→ **Exercise goal**: Rewrite every line of the records below, swapping "coords" for "coordinates" and keeping everything else the same. Leave the pictures out.

→ **Input material**:
═══
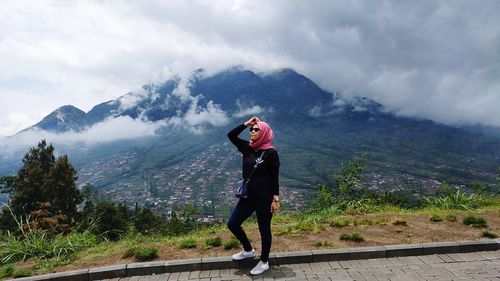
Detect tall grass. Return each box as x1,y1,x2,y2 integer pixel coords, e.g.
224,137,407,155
0,206,97,264
423,190,488,210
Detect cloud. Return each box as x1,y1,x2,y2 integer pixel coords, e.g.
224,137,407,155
0,116,168,158
0,0,500,135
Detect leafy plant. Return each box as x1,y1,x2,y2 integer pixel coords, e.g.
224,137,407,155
314,237,332,248
462,215,488,228
330,219,349,227
205,236,222,247
444,215,457,221
429,214,443,222
392,218,407,226
224,238,240,250
179,238,196,249
423,183,480,210
481,230,498,239
0,206,97,263
12,268,33,278
0,264,14,278
122,247,158,261
340,232,365,242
═══
→ **Task response**:
Detect tall grass. Return each box as x1,y1,x2,y2 integer pixel coordinates, e.g.
224,137,407,155
0,206,97,264
423,190,488,210
Detect cloud. Return each box as x1,y1,x2,y2 integer pixel coordinates, e.g.
224,137,407,155
0,116,168,158
0,0,500,135
Detect leafy plant. Return each box as x1,y1,x2,y2 integer pixel coordinates, e.g.
224,137,407,155
314,237,332,248
462,215,488,228
330,219,349,227
205,236,222,247
444,215,457,221
429,214,443,222
392,218,407,226
224,238,240,250
179,238,196,249
423,183,480,210
481,230,498,239
0,206,97,263
12,268,33,278
0,264,14,278
122,247,158,261
340,232,365,242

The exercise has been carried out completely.